# Non tilt steering column upper bearing



## RMTZ67 (Mar 12, 2011)

I was wondering if anyone knows where to purchase a 67 upper steering column bearing? Or at least what it looks like. I sure hate to take my column apart and not be able to find it. I have done some searches but want to be able to match it up with a pic.


----------



## pontrc (Mar 18, 2020)

Number 8 rmtz


----------



## pontrc (Mar 18, 2020)




----------



## RMTZ67 (Mar 12, 2011)

pontrc said:


> View attachment 135201


Thanks, looks large in size... not like what I have been looking at. I thought it was kinda like a pilot shaft bearing. Hmmmm???? does anyone know if the 67 upper bearing looks like this?


----------



## Bumperbrady (Apr 5, 2017)

RMTZ67 said:


> I was wondering if anyone knows where to purchase a 67 upper steering column bearing? Or at least what it looks like. I sure hate to take my column apart and not be able to find it. I have done some searches but want to be able to match it up with a pic.

### [STATED GOAL]
Continue the steering column bearing thread from where it stops.

### [DATASET ENTRIES]
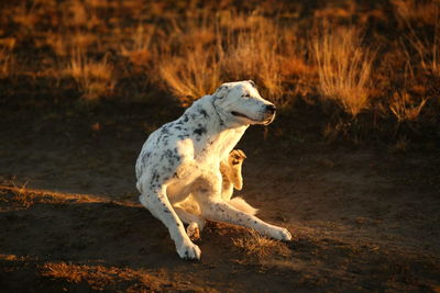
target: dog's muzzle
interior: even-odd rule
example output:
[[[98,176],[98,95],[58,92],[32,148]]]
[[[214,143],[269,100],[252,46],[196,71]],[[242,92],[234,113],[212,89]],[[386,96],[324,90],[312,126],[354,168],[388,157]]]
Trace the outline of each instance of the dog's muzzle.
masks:
[[[266,119],[264,120],[263,124],[264,125],[271,124],[275,119],[275,113],[276,113],[276,106],[274,104],[266,105],[265,108]]]

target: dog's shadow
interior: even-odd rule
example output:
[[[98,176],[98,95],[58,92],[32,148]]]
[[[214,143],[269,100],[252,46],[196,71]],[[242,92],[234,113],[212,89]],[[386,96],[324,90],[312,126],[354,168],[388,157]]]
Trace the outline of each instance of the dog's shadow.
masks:
[[[133,203],[34,196],[16,201],[0,194],[0,255],[26,257],[38,263],[105,263],[131,268],[186,266],[166,227]],[[228,237],[224,237],[228,235]],[[219,247],[233,248],[238,228],[209,223],[200,246],[205,264],[215,263]],[[216,248],[217,247],[217,248]],[[230,253],[231,257],[234,253]]]
[[[145,266],[178,262],[167,229],[147,210],[111,201],[0,198],[0,253],[40,261]]]

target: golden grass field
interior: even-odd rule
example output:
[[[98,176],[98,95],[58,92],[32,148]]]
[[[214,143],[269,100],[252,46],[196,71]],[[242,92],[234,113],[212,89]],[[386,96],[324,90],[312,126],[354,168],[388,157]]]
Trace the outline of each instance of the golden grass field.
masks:
[[[438,0],[0,3],[0,292],[440,292]],[[147,135],[227,81],[277,105],[178,259],[138,203]]]

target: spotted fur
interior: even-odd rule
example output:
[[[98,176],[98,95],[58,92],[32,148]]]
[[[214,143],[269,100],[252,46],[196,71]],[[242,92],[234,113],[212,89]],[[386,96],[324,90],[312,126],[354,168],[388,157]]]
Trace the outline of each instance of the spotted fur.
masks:
[[[290,240],[287,229],[234,206],[220,171],[245,129],[252,124],[267,125],[274,117],[275,106],[260,95],[253,81],[229,82],[146,139],[135,168],[140,201],[168,228],[180,258],[200,259],[200,249],[183,222],[193,226],[204,225],[205,218],[226,222]],[[188,198],[198,213],[179,205]]]

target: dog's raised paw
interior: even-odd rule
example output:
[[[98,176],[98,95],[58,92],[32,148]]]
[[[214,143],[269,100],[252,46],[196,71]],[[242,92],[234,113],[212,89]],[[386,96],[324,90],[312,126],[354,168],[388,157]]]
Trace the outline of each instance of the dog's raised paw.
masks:
[[[280,240],[280,241],[290,241],[292,234],[288,229],[277,227],[276,232],[272,236],[273,238]]]
[[[199,260],[201,256],[200,248],[193,243],[182,245],[177,248],[177,253],[186,260]]]
[[[200,239],[200,229],[197,223],[191,223],[186,228],[186,234],[188,234],[189,239],[193,241]]]

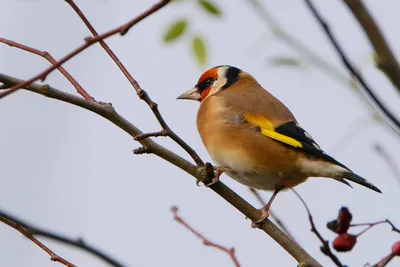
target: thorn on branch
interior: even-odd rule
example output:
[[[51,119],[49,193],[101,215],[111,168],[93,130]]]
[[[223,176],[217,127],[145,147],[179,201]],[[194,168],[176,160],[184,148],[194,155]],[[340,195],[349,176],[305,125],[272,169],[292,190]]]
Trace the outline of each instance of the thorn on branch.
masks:
[[[53,232],[50,232],[48,230],[40,229],[38,227],[35,227],[31,224],[28,224],[27,222],[24,222],[20,219],[15,218],[14,216],[11,216],[3,211],[0,210],[0,221],[4,222],[4,220],[13,223],[14,225],[19,225],[23,230],[25,230],[26,234],[29,236],[35,236],[35,237],[44,237],[50,240],[54,240],[57,242],[60,242],[65,245],[70,245],[72,247],[76,247],[78,249],[82,249],[83,251],[86,251],[93,256],[98,257],[99,259],[107,262],[110,264],[110,266],[114,267],[124,267],[120,262],[117,260],[113,259],[112,257],[108,256],[107,254],[103,253],[99,249],[87,245],[82,238],[79,239],[72,239],[68,238]],[[51,259],[54,258],[54,255],[50,255]],[[61,258],[58,258],[58,260],[61,260]],[[57,260],[57,261],[58,261]]]
[[[264,207],[267,202],[264,201],[264,199],[262,199],[260,193],[254,189],[254,188],[249,188],[250,192],[252,192],[254,194],[254,196],[256,197],[256,199],[258,200],[258,202],[260,202],[261,206]],[[296,241],[292,235],[292,233],[289,231],[289,229],[286,227],[285,223],[272,211],[269,210],[269,215],[271,216],[272,219],[275,220],[276,224],[279,225],[279,227],[286,232],[286,234],[288,236],[290,236],[291,239],[293,239],[294,241]]]
[[[0,42],[5,43],[11,47],[16,47],[18,49],[21,49],[23,51],[38,55],[43,57],[44,59],[46,59],[47,61],[49,61],[52,65],[57,64],[57,61],[50,55],[49,52],[47,51],[40,51],[36,48],[33,47],[29,47],[20,43],[17,43],[15,41],[11,41],[11,40],[7,40],[4,38],[0,37]],[[83,87],[72,77],[72,75],[67,72],[64,67],[62,66],[58,66],[57,69],[61,72],[62,75],[64,75],[64,77],[75,87],[76,91],[83,96],[86,100],[88,101],[94,101],[94,98],[91,97],[86,91],[85,89],[83,89]],[[40,80],[44,81],[46,79],[46,74],[43,74],[42,76],[40,76]]]
[[[134,140],[136,141],[141,141],[149,137],[159,137],[159,136],[168,136],[168,131],[167,130],[161,130],[158,132],[152,132],[152,133],[142,133],[138,134],[135,137],[133,137]]]
[[[231,258],[232,262],[234,263],[235,267],[240,267],[239,261],[237,260],[235,256],[235,249],[232,248],[226,248],[224,246],[218,245],[207,238],[205,238],[202,234],[200,234],[198,231],[196,231],[194,228],[192,228],[187,222],[185,222],[182,217],[178,215],[178,207],[172,206],[171,207],[171,212],[173,214],[173,218],[176,222],[182,224],[186,229],[188,229],[191,233],[193,233],[195,236],[197,236],[205,246],[213,247],[216,248],[220,251],[225,252],[226,254],[229,255]]]

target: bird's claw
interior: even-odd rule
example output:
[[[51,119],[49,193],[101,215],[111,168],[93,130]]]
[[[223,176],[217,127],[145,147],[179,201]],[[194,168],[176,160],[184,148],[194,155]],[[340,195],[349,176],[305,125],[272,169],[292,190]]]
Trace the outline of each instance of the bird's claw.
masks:
[[[269,209],[268,209],[269,210]],[[261,209],[261,218],[255,222],[251,223],[252,228],[261,228],[263,223],[268,219],[269,217],[269,211],[265,208]]]

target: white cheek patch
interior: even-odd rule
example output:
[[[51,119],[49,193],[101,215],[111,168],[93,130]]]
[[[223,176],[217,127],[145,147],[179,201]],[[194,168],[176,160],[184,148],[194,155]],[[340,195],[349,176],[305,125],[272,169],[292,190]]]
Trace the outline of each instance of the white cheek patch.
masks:
[[[298,164],[302,173],[312,177],[335,178],[346,171],[343,167],[322,160],[316,161],[303,158],[299,160]]]

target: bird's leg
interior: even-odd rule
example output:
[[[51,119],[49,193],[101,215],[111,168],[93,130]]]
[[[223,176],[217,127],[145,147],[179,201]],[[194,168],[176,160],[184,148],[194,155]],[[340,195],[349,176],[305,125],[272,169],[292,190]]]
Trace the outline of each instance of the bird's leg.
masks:
[[[267,205],[265,205],[261,211],[261,218],[255,222],[251,223],[251,227],[259,228],[262,223],[269,217],[269,209],[271,208],[272,202],[274,201],[276,195],[283,189],[284,187],[278,187],[275,189],[274,193],[272,194],[271,198],[269,199]]]
[[[211,182],[209,183],[204,183],[205,187],[210,187],[211,185],[219,182],[219,177],[221,174],[223,174],[225,171],[227,171],[229,168],[222,167],[222,166],[212,166],[213,171],[214,171],[214,177],[211,179]]]

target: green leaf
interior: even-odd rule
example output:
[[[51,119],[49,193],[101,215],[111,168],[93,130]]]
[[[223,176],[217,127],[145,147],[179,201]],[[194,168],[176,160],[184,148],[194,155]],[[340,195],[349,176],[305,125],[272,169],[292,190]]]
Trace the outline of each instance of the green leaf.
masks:
[[[164,42],[170,43],[178,39],[185,32],[188,22],[186,19],[178,20],[172,23],[164,34]]]
[[[206,63],[207,52],[206,52],[206,46],[201,38],[199,37],[193,38],[192,50],[197,61],[204,66],[204,64]]]
[[[208,0],[200,0],[199,1],[201,7],[209,14],[213,16],[220,17],[222,15],[221,9],[215,5],[215,3],[210,2]]]

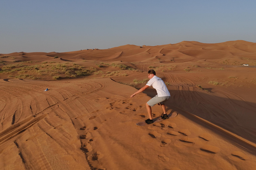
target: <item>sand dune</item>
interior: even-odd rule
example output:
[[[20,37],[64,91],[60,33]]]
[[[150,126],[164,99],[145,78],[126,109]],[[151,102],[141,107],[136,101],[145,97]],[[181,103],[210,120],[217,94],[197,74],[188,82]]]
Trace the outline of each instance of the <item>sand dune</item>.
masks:
[[[184,41],[0,54],[0,167],[256,170],[255,47]],[[130,96],[151,69],[178,115],[138,127],[156,92]]]

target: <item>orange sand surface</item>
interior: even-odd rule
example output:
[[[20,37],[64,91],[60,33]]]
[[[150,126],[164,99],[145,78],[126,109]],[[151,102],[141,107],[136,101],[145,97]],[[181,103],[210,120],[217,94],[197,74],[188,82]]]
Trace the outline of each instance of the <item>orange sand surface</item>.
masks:
[[[138,127],[150,69],[178,115]],[[255,73],[243,41],[0,54],[0,169],[256,170]]]

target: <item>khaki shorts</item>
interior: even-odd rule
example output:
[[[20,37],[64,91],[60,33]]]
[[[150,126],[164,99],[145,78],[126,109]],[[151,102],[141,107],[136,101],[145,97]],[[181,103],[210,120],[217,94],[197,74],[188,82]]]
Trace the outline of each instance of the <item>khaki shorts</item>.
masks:
[[[162,105],[168,100],[170,97],[170,96],[159,97],[157,95],[156,95],[154,97],[149,100],[147,103],[151,107],[159,103]]]

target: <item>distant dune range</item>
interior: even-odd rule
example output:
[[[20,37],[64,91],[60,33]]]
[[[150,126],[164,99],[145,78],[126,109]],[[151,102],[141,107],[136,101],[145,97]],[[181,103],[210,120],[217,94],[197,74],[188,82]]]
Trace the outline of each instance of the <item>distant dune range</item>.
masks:
[[[138,127],[150,69],[178,115]],[[0,54],[0,169],[256,170],[255,73],[241,40]]]

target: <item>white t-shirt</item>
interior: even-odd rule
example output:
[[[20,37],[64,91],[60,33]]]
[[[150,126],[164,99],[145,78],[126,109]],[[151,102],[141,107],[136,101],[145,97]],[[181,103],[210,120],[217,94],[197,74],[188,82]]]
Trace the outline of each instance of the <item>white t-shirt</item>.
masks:
[[[169,90],[163,80],[156,76],[154,76],[147,83],[147,86],[152,86],[153,88],[156,90],[157,96],[159,97],[170,96]]]

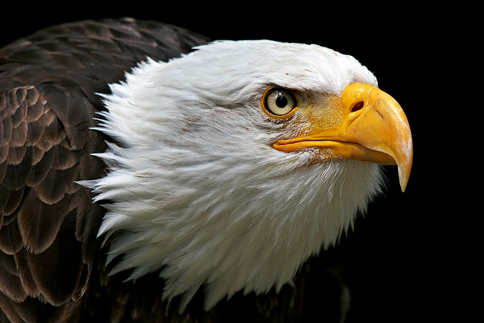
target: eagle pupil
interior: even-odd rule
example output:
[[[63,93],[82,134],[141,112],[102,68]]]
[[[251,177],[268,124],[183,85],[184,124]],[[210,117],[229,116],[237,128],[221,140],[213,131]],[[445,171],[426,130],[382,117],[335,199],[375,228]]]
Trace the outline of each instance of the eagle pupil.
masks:
[[[279,95],[276,98],[276,105],[279,108],[283,108],[287,105],[287,99],[283,95]]]

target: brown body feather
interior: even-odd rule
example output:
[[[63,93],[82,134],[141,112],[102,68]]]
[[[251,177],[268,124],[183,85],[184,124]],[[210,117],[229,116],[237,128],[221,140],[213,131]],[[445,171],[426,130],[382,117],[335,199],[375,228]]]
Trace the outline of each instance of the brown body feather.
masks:
[[[95,93],[147,56],[166,61],[207,41],[124,19],[55,26],[0,49],[0,323],[299,320],[309,264],[295,287],[240,292],[208,313],[202,291],[182,314],[178,300],[162,304],[157,273],[135,284],[122,282],[126,273],[108,276],[110,241],[101,250],[96,238],[104,209],[75,183],[107,170],[91,155],[109,140],[89,130],[104,108]]]

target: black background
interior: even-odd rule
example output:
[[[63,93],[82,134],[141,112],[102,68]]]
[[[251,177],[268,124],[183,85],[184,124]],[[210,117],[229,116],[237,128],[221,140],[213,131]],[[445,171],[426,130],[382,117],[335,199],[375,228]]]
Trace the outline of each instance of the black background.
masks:
[[[455,291],[465,280],[456,269],[463,258],[463,229],[458,224],[465,212],[456,211],[444,192],[454,176],[447,170],[457,161],[446,161],[452,153],[442,147],[443,141],[448,142],[442,115],[449,108],[446,95],[452,82],[441,71],[451,64],[445,55],[456,50],[440,23],[444,19],[420,9],[397,4],[390,10],[368,2],[331,7],[225,2],[208,7],[138,2],[48,2],[48,7],[38,3],[32,8],[11,3],[12,8],[3,10],[0,42],[6,45],[58,23],[130,16],[176,25],[213,40],[314,43],[354,56],[403,108],[414,152],[406,191],[400,191],[396,167],[388,167],[388,189],[348,234],[345,279],[353,298],[349,321],[447,321],[454,310],[462,319],[467,310],[456,301],[468,296]]]

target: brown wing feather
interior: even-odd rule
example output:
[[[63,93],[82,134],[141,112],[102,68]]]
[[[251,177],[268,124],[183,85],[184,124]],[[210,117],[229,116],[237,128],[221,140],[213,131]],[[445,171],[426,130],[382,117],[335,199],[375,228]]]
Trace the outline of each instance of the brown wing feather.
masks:
[[[104,211],[75,182],[105,171],[91,155],[108,139],[89,130],[103,108],[95,93],[147,56],[166,60],[206,41],[108,19],[53,27],[0,49],[0,322],[92,312],[82,296],[99,280],[91,276],[102,262],[96,234]]]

### [WRITTEN ANSWER]
----------



## Bumperbrady (Apr 5, 2017)

RMTZ, I am having a similar problem. Took apart my '67 column because of lateral play in the steering. The upper bearing had become loose and wore out itself and the housing it sits in. I have had no luck in finding the bearing new, but a few places might have the housing and bearing used as a set for a bit more $$. If the bearing is not lose or grinding I would just clean it and leave it be!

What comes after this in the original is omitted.